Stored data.
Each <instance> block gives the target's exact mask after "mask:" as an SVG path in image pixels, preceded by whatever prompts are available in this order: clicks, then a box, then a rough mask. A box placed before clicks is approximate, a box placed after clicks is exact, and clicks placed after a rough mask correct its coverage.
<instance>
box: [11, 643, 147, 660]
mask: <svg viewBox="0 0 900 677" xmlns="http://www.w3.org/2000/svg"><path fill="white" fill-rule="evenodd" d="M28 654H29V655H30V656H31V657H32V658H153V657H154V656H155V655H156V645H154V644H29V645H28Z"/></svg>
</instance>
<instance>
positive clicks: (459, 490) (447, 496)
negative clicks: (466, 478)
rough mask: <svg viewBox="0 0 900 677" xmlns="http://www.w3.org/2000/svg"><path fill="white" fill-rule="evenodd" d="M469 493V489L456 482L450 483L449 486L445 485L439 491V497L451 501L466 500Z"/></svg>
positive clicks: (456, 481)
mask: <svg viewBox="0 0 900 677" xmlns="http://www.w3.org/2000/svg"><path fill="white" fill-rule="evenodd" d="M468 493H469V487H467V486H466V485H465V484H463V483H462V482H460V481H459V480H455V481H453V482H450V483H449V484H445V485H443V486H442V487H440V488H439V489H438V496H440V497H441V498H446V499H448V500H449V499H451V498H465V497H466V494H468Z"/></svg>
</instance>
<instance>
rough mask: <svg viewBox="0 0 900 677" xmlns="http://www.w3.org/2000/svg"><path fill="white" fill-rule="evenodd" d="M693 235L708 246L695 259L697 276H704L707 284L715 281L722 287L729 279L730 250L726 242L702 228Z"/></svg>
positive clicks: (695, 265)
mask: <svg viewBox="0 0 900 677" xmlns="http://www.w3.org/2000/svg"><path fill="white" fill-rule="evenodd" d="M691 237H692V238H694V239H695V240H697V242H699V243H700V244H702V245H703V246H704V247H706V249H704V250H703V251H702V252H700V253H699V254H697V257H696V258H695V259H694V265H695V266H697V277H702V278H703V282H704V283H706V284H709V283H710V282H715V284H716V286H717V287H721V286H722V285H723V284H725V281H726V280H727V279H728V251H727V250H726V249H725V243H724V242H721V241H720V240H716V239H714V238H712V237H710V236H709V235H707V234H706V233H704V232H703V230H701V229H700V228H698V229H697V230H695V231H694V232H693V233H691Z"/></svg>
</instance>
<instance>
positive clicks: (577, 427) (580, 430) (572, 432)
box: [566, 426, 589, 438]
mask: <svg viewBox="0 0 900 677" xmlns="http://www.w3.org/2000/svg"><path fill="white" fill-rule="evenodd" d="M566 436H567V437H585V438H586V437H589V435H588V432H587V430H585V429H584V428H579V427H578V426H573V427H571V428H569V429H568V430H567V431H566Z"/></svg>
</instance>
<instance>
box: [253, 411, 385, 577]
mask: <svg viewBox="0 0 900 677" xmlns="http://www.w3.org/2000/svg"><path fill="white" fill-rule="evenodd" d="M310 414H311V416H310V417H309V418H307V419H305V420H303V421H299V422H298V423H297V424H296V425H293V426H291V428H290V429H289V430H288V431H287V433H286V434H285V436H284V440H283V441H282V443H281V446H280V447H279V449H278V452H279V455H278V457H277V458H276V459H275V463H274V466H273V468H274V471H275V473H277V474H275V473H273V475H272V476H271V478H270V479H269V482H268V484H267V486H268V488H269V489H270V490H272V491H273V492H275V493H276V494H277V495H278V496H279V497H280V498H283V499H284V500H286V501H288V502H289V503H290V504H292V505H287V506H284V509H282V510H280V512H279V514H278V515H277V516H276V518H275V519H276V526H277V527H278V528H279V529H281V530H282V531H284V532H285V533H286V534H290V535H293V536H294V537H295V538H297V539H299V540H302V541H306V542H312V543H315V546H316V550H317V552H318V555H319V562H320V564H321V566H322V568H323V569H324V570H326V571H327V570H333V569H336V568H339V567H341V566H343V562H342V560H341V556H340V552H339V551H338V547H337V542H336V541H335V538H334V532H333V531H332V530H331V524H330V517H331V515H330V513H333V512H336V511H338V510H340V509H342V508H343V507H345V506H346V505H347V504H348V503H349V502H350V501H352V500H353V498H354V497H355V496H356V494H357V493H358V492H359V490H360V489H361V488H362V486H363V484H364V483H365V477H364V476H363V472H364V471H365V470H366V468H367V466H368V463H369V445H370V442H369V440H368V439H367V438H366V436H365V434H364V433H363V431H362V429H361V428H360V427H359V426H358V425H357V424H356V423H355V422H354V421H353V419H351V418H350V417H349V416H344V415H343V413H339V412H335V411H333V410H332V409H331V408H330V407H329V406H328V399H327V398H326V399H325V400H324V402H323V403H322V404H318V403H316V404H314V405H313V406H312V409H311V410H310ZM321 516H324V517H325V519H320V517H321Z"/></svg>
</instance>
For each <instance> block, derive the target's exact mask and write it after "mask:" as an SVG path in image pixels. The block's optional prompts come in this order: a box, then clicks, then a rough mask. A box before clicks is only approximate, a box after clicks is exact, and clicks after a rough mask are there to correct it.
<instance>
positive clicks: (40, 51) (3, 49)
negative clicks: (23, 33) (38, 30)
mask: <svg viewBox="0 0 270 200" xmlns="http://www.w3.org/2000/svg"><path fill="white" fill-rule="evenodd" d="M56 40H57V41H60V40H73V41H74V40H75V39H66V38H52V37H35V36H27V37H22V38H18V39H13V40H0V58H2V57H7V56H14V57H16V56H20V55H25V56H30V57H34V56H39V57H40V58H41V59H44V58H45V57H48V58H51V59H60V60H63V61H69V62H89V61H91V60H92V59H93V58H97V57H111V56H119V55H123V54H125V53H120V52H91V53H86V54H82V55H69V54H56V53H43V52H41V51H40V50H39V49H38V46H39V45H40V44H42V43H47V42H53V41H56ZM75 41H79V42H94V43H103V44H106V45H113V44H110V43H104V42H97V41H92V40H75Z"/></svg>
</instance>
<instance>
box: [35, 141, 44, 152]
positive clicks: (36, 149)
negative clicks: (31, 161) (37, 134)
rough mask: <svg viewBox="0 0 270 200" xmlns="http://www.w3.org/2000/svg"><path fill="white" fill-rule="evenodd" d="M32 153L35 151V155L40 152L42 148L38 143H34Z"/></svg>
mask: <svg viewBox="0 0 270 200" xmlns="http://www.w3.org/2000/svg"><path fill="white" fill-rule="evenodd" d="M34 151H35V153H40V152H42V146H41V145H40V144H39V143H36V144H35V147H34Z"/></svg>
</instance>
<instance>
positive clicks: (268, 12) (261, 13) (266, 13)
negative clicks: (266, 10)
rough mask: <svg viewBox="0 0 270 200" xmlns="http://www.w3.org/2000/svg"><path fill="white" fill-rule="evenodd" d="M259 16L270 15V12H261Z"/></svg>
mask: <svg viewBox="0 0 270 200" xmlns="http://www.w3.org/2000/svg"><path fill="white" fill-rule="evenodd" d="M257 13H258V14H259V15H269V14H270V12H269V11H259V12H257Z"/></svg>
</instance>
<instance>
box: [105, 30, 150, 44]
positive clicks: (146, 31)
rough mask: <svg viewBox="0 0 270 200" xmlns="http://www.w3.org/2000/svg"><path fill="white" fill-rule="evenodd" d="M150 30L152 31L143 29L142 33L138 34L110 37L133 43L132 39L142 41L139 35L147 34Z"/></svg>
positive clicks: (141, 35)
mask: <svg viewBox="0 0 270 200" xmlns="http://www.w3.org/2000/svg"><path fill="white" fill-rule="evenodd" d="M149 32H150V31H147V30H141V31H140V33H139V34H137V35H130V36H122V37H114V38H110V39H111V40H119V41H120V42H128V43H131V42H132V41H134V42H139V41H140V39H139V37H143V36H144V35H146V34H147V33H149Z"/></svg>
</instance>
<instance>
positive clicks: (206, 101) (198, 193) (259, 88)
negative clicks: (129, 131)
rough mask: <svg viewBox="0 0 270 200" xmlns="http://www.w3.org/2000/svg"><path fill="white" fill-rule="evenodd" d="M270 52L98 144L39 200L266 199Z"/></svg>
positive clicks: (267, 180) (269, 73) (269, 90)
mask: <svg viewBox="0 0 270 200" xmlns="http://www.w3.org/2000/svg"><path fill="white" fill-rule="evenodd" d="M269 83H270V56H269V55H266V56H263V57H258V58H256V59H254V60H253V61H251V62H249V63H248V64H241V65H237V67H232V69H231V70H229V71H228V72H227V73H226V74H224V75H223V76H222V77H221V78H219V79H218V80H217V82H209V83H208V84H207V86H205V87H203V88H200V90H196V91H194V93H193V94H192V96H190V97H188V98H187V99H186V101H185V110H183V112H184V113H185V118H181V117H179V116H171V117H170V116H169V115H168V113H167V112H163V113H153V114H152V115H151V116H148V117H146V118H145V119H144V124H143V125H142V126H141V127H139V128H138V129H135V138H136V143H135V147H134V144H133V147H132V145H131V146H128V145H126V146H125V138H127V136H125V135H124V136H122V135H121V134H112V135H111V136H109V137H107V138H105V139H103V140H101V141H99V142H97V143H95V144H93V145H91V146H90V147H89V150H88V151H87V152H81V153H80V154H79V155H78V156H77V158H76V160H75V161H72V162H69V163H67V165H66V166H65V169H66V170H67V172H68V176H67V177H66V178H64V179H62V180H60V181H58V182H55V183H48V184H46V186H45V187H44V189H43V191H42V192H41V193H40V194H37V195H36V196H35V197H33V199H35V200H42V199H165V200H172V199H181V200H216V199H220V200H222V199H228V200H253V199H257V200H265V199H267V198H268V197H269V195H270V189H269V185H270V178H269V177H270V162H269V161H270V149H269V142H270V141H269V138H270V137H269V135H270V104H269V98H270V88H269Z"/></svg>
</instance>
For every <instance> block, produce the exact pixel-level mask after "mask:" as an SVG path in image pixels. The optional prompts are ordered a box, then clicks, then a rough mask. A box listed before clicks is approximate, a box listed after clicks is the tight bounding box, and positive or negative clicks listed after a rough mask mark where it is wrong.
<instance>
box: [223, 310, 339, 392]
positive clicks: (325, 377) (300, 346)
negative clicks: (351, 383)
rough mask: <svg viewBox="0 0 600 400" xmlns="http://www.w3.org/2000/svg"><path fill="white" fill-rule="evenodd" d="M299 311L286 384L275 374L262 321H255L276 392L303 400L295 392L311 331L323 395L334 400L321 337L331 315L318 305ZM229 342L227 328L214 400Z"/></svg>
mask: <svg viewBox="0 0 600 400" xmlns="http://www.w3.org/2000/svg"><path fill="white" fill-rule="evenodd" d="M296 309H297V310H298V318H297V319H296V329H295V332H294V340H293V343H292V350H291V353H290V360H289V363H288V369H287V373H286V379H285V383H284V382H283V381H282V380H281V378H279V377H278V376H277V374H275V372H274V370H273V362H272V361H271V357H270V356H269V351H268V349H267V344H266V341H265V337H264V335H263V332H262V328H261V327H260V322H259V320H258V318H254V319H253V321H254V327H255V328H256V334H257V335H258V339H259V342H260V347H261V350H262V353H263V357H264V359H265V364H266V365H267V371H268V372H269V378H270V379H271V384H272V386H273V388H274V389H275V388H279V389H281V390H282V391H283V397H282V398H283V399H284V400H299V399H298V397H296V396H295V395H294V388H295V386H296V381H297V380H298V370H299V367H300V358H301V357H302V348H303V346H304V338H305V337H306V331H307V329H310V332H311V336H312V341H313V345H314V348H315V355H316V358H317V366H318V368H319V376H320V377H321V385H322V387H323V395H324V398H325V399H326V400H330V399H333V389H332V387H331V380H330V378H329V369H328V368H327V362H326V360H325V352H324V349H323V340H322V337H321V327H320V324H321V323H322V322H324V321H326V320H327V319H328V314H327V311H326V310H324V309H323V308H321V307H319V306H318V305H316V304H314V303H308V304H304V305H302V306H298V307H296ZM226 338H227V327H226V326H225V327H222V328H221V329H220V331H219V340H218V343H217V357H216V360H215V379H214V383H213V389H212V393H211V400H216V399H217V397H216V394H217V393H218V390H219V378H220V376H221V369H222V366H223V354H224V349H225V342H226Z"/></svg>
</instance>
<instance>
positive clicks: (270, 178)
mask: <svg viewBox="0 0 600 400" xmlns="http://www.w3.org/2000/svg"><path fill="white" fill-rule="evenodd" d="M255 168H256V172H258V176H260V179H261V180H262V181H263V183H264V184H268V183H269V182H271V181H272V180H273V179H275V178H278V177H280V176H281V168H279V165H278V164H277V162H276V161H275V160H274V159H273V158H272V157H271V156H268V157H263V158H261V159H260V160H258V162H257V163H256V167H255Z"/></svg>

Work to be completed. Copy out the stored data word for word, starting at its first line and going on through the line with "box: [11, 643, 147, 660]".

Response.
Each <instance> block gives the target's exact mask after "mask:" as an SVG path in image pixels, preceded by whatever prompts are available in this order: clicks, then a box, then a rough mask. A box placed before clicks is approximate, a box placed after clicks is exact, and clicks placed after a rough mask correct its coverage.
<instance>
box: [11, 643, 147, 660]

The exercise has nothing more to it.